Data for review.
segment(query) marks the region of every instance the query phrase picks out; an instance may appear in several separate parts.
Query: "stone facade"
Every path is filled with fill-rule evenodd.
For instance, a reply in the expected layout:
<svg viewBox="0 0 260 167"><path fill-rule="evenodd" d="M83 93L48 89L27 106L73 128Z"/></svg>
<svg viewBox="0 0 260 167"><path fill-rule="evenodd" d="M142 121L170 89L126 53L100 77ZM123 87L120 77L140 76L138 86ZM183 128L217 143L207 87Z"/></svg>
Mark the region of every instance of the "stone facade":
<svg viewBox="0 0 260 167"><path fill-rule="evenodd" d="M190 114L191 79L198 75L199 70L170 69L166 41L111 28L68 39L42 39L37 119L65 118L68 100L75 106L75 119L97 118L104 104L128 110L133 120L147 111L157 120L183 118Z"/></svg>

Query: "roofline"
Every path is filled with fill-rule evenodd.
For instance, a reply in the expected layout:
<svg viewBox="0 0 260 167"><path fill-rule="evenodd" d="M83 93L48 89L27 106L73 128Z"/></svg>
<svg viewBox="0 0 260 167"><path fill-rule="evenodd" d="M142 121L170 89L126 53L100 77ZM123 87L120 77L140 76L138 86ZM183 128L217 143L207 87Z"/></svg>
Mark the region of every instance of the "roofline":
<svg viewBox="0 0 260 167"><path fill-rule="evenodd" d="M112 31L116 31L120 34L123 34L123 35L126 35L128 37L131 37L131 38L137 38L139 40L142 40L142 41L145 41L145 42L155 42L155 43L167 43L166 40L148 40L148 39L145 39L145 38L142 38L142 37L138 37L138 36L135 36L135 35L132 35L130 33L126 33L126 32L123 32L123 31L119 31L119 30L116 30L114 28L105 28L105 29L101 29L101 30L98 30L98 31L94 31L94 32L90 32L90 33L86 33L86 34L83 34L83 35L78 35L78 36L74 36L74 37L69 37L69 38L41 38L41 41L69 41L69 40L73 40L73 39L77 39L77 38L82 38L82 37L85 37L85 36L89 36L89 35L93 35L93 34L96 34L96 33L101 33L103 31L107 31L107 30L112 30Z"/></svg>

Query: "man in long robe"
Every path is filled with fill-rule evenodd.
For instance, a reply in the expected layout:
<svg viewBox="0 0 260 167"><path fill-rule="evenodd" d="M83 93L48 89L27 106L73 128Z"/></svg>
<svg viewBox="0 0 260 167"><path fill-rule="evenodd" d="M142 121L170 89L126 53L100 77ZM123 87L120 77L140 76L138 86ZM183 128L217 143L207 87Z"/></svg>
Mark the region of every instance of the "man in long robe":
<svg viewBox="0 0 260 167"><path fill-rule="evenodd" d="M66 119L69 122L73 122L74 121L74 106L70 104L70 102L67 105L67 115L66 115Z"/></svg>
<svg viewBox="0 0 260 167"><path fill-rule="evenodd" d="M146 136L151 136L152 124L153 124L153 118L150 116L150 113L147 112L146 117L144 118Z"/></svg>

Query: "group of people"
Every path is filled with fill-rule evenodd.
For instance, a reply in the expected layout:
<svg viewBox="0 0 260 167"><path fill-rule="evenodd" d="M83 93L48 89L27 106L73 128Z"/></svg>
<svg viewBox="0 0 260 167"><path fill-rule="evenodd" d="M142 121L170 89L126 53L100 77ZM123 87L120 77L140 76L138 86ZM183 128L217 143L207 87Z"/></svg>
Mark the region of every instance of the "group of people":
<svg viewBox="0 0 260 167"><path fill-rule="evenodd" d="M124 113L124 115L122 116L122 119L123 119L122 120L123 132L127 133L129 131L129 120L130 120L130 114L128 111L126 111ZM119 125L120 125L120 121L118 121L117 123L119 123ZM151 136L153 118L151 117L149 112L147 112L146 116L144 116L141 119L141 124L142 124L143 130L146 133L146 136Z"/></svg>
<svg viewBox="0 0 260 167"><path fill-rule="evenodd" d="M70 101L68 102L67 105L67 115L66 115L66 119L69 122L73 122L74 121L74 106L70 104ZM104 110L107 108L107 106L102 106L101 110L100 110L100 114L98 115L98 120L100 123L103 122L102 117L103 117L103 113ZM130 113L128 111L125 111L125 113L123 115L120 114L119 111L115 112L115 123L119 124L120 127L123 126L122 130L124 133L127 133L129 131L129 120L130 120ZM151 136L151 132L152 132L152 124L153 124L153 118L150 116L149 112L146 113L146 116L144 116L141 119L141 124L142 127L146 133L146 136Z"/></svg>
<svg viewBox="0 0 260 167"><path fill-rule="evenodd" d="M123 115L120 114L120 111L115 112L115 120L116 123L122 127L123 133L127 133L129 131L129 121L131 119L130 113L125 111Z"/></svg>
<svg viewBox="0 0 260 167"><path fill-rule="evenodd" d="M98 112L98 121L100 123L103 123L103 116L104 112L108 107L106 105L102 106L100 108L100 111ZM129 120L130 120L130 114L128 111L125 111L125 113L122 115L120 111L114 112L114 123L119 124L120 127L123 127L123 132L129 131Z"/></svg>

Task objective.
Output the listing above exactly as it appears.

Your response.
segment(query) marks the region of every instance the query phrase picks out; an instance may appear in several separate parts.
Query: "stone facade"
Every path is filled with fill-rule evenodd.
For instance, a reply in the expected layout:
<svg viewBox="0 0 260 167"><path fill-rule="evenodd" d="M83 93L48 89L27 106L73 128Z"/></svg>
<svg viewBox="0 0 260 167"><path fill-rule="evenodd" d="M142 121L170 89L126 53L100 77ZM123 87L120 77L140 76L138 86ZM183 128L217 143L207 87Z"/></svg>
Mark the region of every instance of the "stone facade":
<svg viewBox="0 0 260 167"><path fill-rule="evenodd" d="M190 114L191 79L198 75L199 70L170 69L166 41L111 28L68 39L42 39L37 119L65 118L68 100L75 106L75 119L97 118L104 104L128 110L133 120L147 111L157 120L183 118Z"/></svg>

Query: "roofline"
Every path is filled with fill-rule evenodd.
For instance, a reply in the expected layout:
<svg viewBox="0 0 260 167"><path fill-rule="evenodd" d="M83 93L48 89L27 106L73 128Z"/></svg>
<svg viewBox="0 0 260 167"><path fill-rule="evenodd" d="M142 121L170 89L126 53L100 77ZM123 87L120 77L140 76L138 86ZM183 128L217 143L207 87Z"/></svg>
Mark the region of every instance of the "roofline":
<svg viewBox="0 0 260 167"><path fill-rule="evenodd" d="M112 31L116 31L120 34L123 34L123 35L126 35L128 37L131 37L131 38L137 38L139 40L142 40L142 41L145 41L145 42L155 42L155 43L167 43L166 40L148 40L148 39L145 39L145 38L142 38L142 37L138 37L138 36L135 36L135 35L132 35L130 33L126 33L126 32L123 32L123 31L119 31L119 30L116 30L114 28L105 28L105 29L101 29L101 30L98 30L98 31L94 31L94 32L90 32L90 33L86 33L86 34L83 34L83 35L78 35L78 36L74 36L74 37L69 37L69 38L41 38L41 41L69 41L69 40L73 40L73 39L77 39L77 38L82 38L82 37L85 37L85 36L89 36L89 35L93 35L93 34L96 34L96 33L101 33L103 31L107 31L107 30L112 30Z"/></svg>

Query: "man in long robe"
Every path is filled with fill-rule evenodd.
For instance, a reply in the expected layout:
<svg viewBox="0 0 260 167"><path fill-rule="evenodd" d="M83 93L48 89L27 106L73 128Z"/></svg>
<svg viewBox="0 0 260 167"><path fill-rule="evenodd" d="M142 121L170 89L126 53L100 77ZM123 87L120 77L140 76L138 86ZM183 128L217 143L207 87Z"/></svg>
Mark the region of every instance of the "man in long robe":
<svg viewBox="0 0 260 167"><path fill-rule="evenodd" d="M66 119L69 122L73 122L74 121L74 106L70 104L70 102L67 105L67 115L66 115Z"/></svg>
<svg viewBox="0 0 260 167"><path fill-rule="evenodd" d="M146 136L151 136L152 124L153 124L153 118L150 116L150 113L147 112L146 117L144 118Z"/></svg>

Query: "group of people"
Every path is filled with fill-rule evenodd.
For instance, a reply in the expected layout:
<svg viewBox="0 0 260 167"><path fill-rule="evenodd" d="M83 93L48 89L27 106L73 128Z"/></svg>
<svg viewBox="0 0 260 167"><path fill-rule="evenodd" d="M142 121L170 89L126 53L100 77ZM123 87L120 77L140 76L138 86ZM183 128L217 143L207 87Z"/></svg>
Mark the region of every instance of the "group of people":
<svg viewBox="0 0 260 167"><path fill-rule="evenodd" d="M124 113L124 115L122 116L122 119L123 119L122 120L123 132L127 133L129 131L129 120L130 120L130 114L128 111L126 111ZM119 125L120 125L120 121L118 121L117 123L119 123ZM151 136L153 118L151 117L149 112L147 112L146 116L144 116L141 119L141 124L142 124L143 130L146 133L146 136Z"/></svg>
<svg viewBox="0 0 260 167"><path fill-rule="evenodd" d="M70 101L68 102L67 105L67 115L66 115L66 119L69 122L73 122L74 121L74 106L70 104ZM104 110L107 108L107 106L102 106L101 110L100 110L100 114L98 115L98 120L100 123L103 122L102 117L103 117L103 113ZM130 113L128 111L125 111L125 113L123 115L120 114L119 111L115 112L115 123L119 124L120 127L123 126L122 130L124 133L127 133L129 131L129 120L130 120ZM151 136L151 132L152 132L152 124L153 124L153 118L150 116L149 112L146 113L146 116L144 116L141 119L141 124L142 127L146 133L146 136Z"/></svg>
<svg viewBox="0 0 260 167"><path fill-rule="evenodd" d="M123 115L120 114L120 111L115 112L115 120L116 123L122 127L123 133L127 133L129 131L129 121L131 119L130 113L125 111Z"/></svg>
<svg viewBox="0 0 260 167"><path fill-rule="evenodd" d="M98 112L98 121L100 123L103 123L103 116L104 112L108 107L106 105L102 106L100 108L100 111ZM129 120L130 120L130 114L128 111L125 111L125 113L122 115L120 111L114 112L114 123L119 124L120 127L123 127L123 132L129 131Z"/></svg>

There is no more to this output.